[Dataset records]

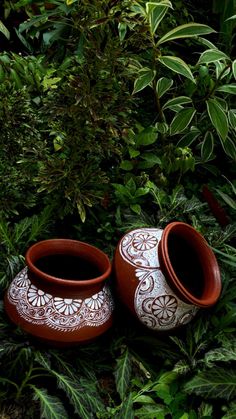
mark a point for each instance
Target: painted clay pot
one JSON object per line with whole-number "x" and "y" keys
{"x": 61, "y": 296}
{"x": 165, "y": 276}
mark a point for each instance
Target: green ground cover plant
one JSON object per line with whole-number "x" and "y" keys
{"x": 116, "y": 115}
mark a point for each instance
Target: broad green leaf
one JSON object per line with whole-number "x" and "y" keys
{"x": 214, "y": 383}
{"x": 123, "y": 373}
{"x": 126, "y": 165}
{"x": 229, "y": 147}
{"x": 145, "y": 77}
{"x": 136, "y": 208}
{"x": 187, "y": 30}
{"x": 177, "y": 65}
{"x": 180, "y": 100}
{"x": 218, "y": 118}
{"x": 152, "y": 411}
{"x": 126, "y": 411}
{"x": 234, "y": 68}
{"x": 51, "y": 407}
{"x": 189, "y": 138}
{"x": 4, "y": 30}
{"x": 232, "y": 118}
{"x": 163, "y": 85}
{"x": 226, "y": 353}
{"x": 207, "y": 146}
{"x": 228, "y": 88}
{"x": 146, "y": 137}
{"x": 212, "y": 55}
{"x": 162, "y": 127}
{"x": 156, "y": 12}
{"x": 182, "y": 120}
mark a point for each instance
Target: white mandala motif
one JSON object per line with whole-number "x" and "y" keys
{"x": 155, "y": 303}
{"x": 64, "y": 314}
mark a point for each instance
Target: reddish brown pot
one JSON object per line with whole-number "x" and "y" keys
{"x": 59, "y": 310}
{"x": 165, "y": 276}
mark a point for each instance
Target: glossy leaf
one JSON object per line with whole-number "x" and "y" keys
{"x": 177, "y": 65}
{"x": 51, "y": 407}
{"x": 180, "y": 100}
{"x": 218, "y": 118}
{"x": 182, "y": 120}
{"x": 123, "y": 373}
{"x": 212, "y": 55}
{"x": 163, "y": 85}
{"x": 156, "y": 12}
{"x": 146, "y": 75}
{"x": 207, "y": 146}
{"x": 228, "y": 88}
{"x": 187, "y": 30}
{"x": 232, "y": 118}
{"x": 234, "y": 68}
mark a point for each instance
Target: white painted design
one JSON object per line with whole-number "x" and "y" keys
{"x": 64, "y": 314}
{"x": 155, "y": 303}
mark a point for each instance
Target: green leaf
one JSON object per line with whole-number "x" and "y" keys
{"x": 229, "y": 147}
{"x": 136, "y": 208}
{"x": 218, "y": 118}
{"x": 145, "y": 77}
{"x": 189, "y": 138}
{"x": 212, "y": 55}
{"x": 51, "y": 407}
{"x": 187, "y": 30}
{"x": 177, "y": 65}
{"x": 215, "y": 383}
{"x": 182, "y": 120}
{"x": 226, "y": 353}
{"x": 227, "y": 88}
{"x": 229, "y": 201}
{"x": 152, "y": 411}
{"x": 123, "y": 373}
{"x": 4, "y": 30}
{"x": 180, "y": 100}
{"x": 234, "y": 68}
{"x": 207, "y": 146}
{"x": 163, "y": 85}
{"x": 156, "y": 12}
{"x": 146, "y": 137}
{"x": 126, "y": 165}
{"x": 232, "y": 118}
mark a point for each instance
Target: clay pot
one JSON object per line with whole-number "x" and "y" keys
{"x": 165, "y": 276}
{"x": 61, "y": 295}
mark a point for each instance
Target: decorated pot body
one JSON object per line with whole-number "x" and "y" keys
{"x": 58, "y": 310}
{"x": 164, "y": 276}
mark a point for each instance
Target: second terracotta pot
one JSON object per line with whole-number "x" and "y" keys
{"x": 62, "y": 296}
{"x": 165, "y": 276}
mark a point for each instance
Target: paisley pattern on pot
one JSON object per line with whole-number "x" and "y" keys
{"x": 155, "y": 303}
{"x": 64, "y": 314}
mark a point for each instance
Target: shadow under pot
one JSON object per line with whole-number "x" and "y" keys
{"x": 165, "y": 276}
{"x": 61, "y": 296}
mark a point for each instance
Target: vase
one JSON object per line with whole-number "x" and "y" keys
{"x": 62, "y": 296}
{"x": 165, "y": 276}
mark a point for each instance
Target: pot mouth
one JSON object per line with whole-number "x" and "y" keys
{"x": 60, "y": 249}
{"x": 190, "y": 264}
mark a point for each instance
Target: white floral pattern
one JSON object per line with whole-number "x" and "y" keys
{"x": 95, "y": 302}
{"x": 144, "y": 241}
{"x": 67, "y": 306}
{"x": 37, "y": 297}
{"x": 164, "y": 306}
{"x": 54, "y": 312}
{"x": 155, "y": 303}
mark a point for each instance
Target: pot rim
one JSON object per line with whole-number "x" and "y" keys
{"x": 207, "y": 259}
{"x": 51, "y": 247}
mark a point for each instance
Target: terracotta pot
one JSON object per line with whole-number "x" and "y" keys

## What is expected
Output the material word for word, omitting its pictures.

## Task answer
mark a point for each instance
Target: painted clay pot
one JSON object per line with whole-number "x" and "y" keys
{"x": 61, "y": 296}
{"x": 165, "y": 276}
mark a point for each instance
Target: green ground cover plant
one JSON object per line with whole-number "x" and "y" keys
{"x": 116, "y": 115}
mark a point for each instance
Target: broad green leaf
one JSON object per line with whole-number "x" and "y" keys
{"x": 214, "y": 383}
{"x": 123, "y": 373}
{"x": 126, "y": 165}
{"x": 229, "y": 147}
{"x": 145, "y": 77}
{"x": 136, "y": 208}
{"x": 187, "y": 30}
{"x": 177, "y": 65}
{"x": 180, "y": 100}
{"x": 218, "y": 118}
{"x": 152, "y": 411}
{"x": 126, "y": 411}
{"x": 234, "y": 68}
{"x": 51, "y": 407}
{"x": 189, "y": 138}
{"x": 4, "y": 30}
{"x": 232, "y": 118}
{"x": 163, "y": 85}
{"x": 226, "y": 353}
{"x": 207, "y": 146}
{"x": 228, "y": 88}
{"x": 146, "y": 137}
{"x": 212, "y": 55}
{"x": 162, "y": 127}
{"x": 156, "y": 12}
{"x": 182, "y": 120}
mark a point for each instance
Target: white mandala motif
one JSON object per line with whole-number "x" and "y" keys
{"x": 155, "y": 303}
{"x": 64, "y": 314}
mark a point for each instance
Target: reddish brown pot
one JSON object per line with whole-number "x" and "y" keys
{"x": 59, "y": 310}
{"x": 165, "y": 276}
mark a point for each instance
Target: glossy leaf
one JSON object per line with whole-number "x" and "y" keys
{"x": 177, "y": 65}
{"x": 51, "y": 407}
{"x": 180, "y": 100}
{"x": 218, "y": 118}
{"x": 182, "y": 120}
{"x": 123, "y": 373}
{"x": 212, "y": 55}
{"x": 163, "y": 85}
{"x": 156, "y": 12}
{"x": 146, "y": 75}
{"x": 207, "y": 146}
{"x": 228, "y": 88}
{"x": 187, "y": 30}
{"x": 232, "y": 118}
{"x": 234, "y": 68}
mark a point for each instance
Target: white painted design
one JSON object per line with whole-number "x" and "y" keys
{"x": 64, "y": 314}
{"x": 155, "y": 303}
mark a point for each instance
Target: green leaf
one JSON object per line with whole-number "x" and "y" keys
{"x": 229, "y": 147}
{"x": 136, "y": 208}
{"x": 218, "y": 118}
{"x": 145, "y": 77}
{"x": 189, "y": 138}
{"x": 212, "y": 55}
{"x": 51, "y": 407}
{"x": 187, "y": 30}
{"x": 177, "y": 65}
{"x": 215, "y": 383}
{"x": 182, "y": 120}
{"x": 226, "y": 353}
{"x": 227, "y": 88}
{"x": 229, "y": 201}
{"x": 152, "y": 411}
{"x": 123, "y": 373}
{"x": 4, "y": 30}
{"x": 180, "y": 100}
{"x": 234, "y": 68}
{"x": 207, "y": 146}
{"x": 163, "y": 85}
{"x": 156, "y": 12}
{"x": 146, "y": 137}
{"x": 126, "y": 165}
{"x": 232, "y": 118}
mark a point for each instance
Target: clay pot
one JSON object per line with whole-number "x" and "y" keys
{"x": 165, "y": 276}
{"x": 61, "y": 295}
mark a point for each instance
Target: decorated pot body
one JSON object per line with whole-number "x" and "y" keys
{"x": 58, "y": 310}
{"x": 164, "y": 276}
mark a point for each instance
Target: second terracotta pot
one JSON object per line with whole-number "x" and "y" keys
{"x": 62, "y": 296}
{"x": 165, "y": 276}
mark a point for each instance
Target: paisley pattern on pot
one JSON object per line with whole-number "x" and "y" keys
{"x": 155, "y": 303}
{"x": 64, "y": 314}
mark a point for each instance
Target: shadow under pot
one JSON object per line with whole-number "x" and "y" keys
{"x": 165, "y": 276}
{"x": 61, "y": 296}
mark a point for each instance
Target: vase
one JSON object per line with whole-number "x" and "y" keys
{"x": 62, "y": 296}
{"x": 165, "y": 276}
mark a point for each instance
Target: pot mouth
one JSON object per line with whole-number "x" and "y" keys
{"x": 60, "y": 249}
{"x": 190, "y": 264}
mark a point for each instance
Target: white floral pattern
one JSON object per line with whole-number "x" and "y" keys
{"x": 95, "y": 302}
{"x": 144, "y": 241}
{"x": 67, "y": 306}
{"x": 37, "y": 297}
{"x": 164, "y": 306}
{"x": 54, "y": 312}
{"x": 155, "y": 303}
mark a point for each instance
Target: pot rim
one JSON object per line with whole-number "x" and "y" keys
{"x": 207, "y": 259}
{"x": 51, "y": 247}
mark a point for each instance
Target: terracotta pot
one JSON object per line with whole-number "x" and "y" keys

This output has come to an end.